_Text provided_
## Start

Load Packages and Dataset
lineup data - positions of soccer players
purr - for map function
dplyr - for data manipulation
lineup <- readRDS("~/Documents/R programming/Datacamp/DC_Cluster/Data/lineup.rds")
customers_spend <- readRDS("~/Documents/R programming/Datacamp/DC_Cluster/Data/ws_customers.rds")
library(purrr)
library(ggplot2)
library(dplyr)##
## Attaching package: 'dplyr'
## The following objects are masked from 'package:stats':
##
## filter, lag
## The following objects are masked from 'package:base':
##
## intersect, setdiff, setequal, union
library(cluster)Practice
leverage map_dbl from the purrr library to run k-means using values of k ranging from 1 to 10 and extract the total within-cluster sum of squares metric from each one.
first step towards visualizing the elbow plot (scree plot)
tot_withinss <- map_dbl(1:10, function (k) {
model <- kmeans(x = lineup, centers = k)
model$tot.withinss
})
elbow_df <- data.frame(
k = 1:10,
tot_withinss = tot_withinss
)
ggplot(elbow_df, aes(x = k, y = tot_withinss)) +
geom_line() +
scale_x_continuous(breaks = 1:10)additional note on map
map() returns a list. map_lgl() returns a logical vector, int for integer, dbl for double vector, chr for character
all map functions always return an output vector the same length as the input
map() can accept an type of output
instead of using map() with an existing function, we can create an inline anonymous function - as shown in above code.
perform k-means with k=2 (since we know there are two teams on the field) and determine which player belongs to which team. note that k is specified using the centers argument.

## End

Entries from a dataset
## Start

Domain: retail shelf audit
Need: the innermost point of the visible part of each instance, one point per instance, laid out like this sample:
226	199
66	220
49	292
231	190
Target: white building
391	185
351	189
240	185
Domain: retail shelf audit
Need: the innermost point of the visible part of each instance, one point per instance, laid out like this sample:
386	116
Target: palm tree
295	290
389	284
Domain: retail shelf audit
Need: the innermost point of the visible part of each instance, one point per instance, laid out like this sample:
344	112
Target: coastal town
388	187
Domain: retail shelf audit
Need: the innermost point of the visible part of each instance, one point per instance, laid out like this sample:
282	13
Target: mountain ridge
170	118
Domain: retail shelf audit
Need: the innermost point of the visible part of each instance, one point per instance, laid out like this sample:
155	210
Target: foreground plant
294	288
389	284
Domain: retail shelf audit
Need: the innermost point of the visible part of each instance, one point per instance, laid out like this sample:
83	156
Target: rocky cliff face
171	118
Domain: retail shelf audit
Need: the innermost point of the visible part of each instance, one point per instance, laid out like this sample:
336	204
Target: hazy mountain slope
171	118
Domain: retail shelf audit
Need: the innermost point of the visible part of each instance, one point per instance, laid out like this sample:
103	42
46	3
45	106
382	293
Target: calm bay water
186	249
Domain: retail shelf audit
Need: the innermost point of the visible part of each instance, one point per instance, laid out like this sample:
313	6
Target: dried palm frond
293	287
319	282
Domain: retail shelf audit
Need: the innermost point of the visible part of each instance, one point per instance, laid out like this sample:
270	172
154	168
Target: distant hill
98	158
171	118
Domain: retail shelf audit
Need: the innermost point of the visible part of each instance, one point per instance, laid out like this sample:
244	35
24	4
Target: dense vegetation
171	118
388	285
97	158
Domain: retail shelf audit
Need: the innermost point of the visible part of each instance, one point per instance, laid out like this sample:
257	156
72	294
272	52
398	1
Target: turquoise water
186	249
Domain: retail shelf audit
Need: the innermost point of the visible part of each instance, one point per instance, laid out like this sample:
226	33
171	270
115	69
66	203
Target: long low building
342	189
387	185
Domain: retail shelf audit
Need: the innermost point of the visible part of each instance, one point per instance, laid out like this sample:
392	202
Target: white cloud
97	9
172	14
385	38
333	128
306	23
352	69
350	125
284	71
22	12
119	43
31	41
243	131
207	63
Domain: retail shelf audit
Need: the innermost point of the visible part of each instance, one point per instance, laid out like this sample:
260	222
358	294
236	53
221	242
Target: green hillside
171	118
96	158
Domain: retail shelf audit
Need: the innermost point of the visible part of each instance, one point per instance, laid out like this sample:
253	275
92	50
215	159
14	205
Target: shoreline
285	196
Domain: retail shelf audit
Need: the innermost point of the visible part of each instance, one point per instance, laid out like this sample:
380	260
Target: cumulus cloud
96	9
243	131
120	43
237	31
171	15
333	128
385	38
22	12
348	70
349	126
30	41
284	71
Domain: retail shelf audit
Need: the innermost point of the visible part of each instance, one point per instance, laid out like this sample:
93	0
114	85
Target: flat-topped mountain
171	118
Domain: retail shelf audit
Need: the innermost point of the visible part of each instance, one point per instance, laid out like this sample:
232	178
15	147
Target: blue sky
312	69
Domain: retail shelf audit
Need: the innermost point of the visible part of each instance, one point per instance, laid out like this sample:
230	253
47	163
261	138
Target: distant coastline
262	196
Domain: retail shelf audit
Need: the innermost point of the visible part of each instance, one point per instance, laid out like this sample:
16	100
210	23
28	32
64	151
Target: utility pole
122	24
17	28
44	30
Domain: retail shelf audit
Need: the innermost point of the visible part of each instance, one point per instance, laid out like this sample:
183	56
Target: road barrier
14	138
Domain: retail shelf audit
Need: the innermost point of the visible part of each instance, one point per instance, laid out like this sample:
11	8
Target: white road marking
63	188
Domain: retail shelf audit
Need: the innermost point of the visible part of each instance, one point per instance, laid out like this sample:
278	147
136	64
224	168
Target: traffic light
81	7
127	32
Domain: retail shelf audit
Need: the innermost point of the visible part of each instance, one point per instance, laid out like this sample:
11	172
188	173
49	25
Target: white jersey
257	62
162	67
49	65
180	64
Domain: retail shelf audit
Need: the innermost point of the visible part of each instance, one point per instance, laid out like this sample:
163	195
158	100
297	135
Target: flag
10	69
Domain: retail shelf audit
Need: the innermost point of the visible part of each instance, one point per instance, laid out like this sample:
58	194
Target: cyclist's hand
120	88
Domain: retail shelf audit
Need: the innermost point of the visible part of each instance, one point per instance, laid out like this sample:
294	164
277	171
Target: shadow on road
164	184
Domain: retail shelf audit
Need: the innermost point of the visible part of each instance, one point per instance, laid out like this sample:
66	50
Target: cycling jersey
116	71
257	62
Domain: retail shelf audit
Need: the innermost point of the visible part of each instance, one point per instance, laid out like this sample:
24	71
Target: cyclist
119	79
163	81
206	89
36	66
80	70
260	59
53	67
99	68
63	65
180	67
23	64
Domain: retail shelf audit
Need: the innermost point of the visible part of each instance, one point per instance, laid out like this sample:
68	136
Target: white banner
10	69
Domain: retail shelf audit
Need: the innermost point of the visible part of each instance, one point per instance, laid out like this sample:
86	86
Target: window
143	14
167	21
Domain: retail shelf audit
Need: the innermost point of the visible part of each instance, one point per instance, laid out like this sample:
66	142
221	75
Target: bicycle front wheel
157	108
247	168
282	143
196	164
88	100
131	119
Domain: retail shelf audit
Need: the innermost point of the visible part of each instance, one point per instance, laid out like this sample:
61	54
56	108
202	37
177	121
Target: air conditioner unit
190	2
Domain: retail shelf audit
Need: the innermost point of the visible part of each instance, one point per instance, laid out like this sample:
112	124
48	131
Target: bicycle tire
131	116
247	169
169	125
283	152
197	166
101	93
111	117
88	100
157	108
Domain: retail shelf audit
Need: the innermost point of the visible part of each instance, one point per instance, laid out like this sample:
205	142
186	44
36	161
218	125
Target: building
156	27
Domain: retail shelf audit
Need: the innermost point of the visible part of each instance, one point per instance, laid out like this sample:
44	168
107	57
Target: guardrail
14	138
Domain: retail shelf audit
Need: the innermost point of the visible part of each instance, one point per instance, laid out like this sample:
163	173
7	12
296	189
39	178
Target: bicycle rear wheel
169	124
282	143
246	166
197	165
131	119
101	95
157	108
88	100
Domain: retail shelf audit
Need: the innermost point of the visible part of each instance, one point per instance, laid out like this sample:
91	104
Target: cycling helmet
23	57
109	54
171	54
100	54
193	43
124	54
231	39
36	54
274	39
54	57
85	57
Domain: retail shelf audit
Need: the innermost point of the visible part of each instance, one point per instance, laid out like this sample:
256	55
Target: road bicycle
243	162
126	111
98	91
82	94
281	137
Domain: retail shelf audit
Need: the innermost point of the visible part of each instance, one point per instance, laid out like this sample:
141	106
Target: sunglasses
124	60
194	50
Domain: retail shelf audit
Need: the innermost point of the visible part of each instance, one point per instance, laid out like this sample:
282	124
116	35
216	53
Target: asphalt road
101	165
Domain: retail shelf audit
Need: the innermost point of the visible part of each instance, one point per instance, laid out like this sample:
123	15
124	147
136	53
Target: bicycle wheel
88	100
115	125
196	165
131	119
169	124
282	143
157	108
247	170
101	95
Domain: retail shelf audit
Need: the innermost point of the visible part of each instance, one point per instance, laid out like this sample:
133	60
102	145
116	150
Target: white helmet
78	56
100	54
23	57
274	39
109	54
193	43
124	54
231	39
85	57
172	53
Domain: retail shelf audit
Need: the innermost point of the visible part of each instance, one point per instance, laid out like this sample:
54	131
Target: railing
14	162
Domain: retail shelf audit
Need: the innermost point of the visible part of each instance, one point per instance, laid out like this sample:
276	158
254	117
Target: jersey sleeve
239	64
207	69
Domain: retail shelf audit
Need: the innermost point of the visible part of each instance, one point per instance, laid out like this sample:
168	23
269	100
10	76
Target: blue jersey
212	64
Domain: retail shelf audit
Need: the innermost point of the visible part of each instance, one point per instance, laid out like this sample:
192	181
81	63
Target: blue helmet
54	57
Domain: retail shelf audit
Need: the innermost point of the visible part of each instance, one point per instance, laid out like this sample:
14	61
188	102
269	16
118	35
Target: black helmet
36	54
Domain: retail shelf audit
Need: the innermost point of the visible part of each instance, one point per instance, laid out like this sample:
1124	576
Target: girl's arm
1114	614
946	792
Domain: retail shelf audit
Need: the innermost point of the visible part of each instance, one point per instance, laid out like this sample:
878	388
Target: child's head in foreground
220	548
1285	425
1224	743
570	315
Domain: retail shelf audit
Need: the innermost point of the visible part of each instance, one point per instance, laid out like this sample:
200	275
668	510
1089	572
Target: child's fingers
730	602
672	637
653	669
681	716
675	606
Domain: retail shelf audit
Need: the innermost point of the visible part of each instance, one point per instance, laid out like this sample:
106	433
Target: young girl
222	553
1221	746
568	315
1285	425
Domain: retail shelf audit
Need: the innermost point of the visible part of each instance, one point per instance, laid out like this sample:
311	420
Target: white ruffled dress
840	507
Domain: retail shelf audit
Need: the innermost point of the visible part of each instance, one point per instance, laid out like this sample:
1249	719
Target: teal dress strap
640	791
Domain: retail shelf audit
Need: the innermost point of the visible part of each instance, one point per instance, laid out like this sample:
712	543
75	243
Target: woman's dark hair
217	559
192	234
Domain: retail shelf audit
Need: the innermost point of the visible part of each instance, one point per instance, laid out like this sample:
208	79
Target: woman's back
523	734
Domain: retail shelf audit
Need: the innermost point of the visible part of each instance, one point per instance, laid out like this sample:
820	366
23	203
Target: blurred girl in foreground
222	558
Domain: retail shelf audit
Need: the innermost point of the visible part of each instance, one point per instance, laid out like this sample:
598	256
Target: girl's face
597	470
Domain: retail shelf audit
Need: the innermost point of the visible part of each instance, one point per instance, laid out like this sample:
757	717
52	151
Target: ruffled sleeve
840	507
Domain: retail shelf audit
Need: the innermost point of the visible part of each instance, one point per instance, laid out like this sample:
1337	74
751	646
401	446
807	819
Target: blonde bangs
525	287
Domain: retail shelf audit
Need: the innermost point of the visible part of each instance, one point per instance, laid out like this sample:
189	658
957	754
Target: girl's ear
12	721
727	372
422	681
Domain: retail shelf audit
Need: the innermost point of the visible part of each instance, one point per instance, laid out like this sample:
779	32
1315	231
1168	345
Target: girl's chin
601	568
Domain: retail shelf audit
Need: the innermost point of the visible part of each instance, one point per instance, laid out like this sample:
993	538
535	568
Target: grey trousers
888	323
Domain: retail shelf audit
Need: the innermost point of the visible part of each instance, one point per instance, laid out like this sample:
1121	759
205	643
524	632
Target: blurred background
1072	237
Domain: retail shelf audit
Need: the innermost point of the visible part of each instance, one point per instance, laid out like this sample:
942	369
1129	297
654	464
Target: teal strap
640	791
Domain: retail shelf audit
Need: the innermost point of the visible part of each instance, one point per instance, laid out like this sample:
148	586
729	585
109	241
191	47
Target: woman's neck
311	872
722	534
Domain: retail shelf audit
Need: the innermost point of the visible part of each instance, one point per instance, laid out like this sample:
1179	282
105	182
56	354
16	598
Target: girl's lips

## End

_Exercise set_
a: Rewrite part of the k-means notes, swapping "within-cluster" for "intra-cluster". Begin at the words "library(purrr)" and stop after "plot (scree plot)".
b: Which packages do the k-means notes load with a library() call? Name all of them.

_Responses_
a:
library(purrr)
library(ggplot2)
library(dplyr)##
## Attaching package: 'dplyr'
## The following objects are masked from 'package:stats':
##
## filter, lag
## The following objects are masked from 'package:base':
##
## intersect, setdiff, setequal, union
library(cluster)Practice
leverage map_dbl from the purrr library to run k-means using values of k ranging from 1 to 10 and extract the total intra-cluster sum of squares metric from each one.
first step towards visualizing the elbow plot (scree plot)

b: purrr, ggplot2, dplyr, cluster